● REQUEST
Quote the items below word for word, from the line containing "Question. The photo above holds the boy's chest." through the last line of the items.

● MATERIAL FOR THIS TASK
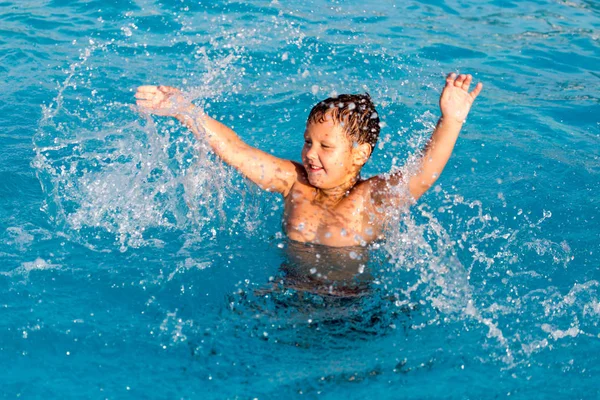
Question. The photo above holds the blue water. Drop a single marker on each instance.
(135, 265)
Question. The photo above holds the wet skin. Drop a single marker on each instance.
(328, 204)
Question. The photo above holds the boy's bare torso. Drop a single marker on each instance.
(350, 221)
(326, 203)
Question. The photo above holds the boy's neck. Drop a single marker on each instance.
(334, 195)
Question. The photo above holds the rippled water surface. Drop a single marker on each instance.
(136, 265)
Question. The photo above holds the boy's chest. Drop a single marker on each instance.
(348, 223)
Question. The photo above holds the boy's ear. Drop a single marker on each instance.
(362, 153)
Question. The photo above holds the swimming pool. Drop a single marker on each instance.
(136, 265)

● THE SOLUTION
Question. The photo above holds the boy's chest. Drop a single marker on each instance.
(348, 223)
Question. The photo above holds the boy's ear. Drop a single marker on each instance.
(362, 153)
Question. The photo above holds the swimming pool. Drop a single marker on each instance.
(136, 265)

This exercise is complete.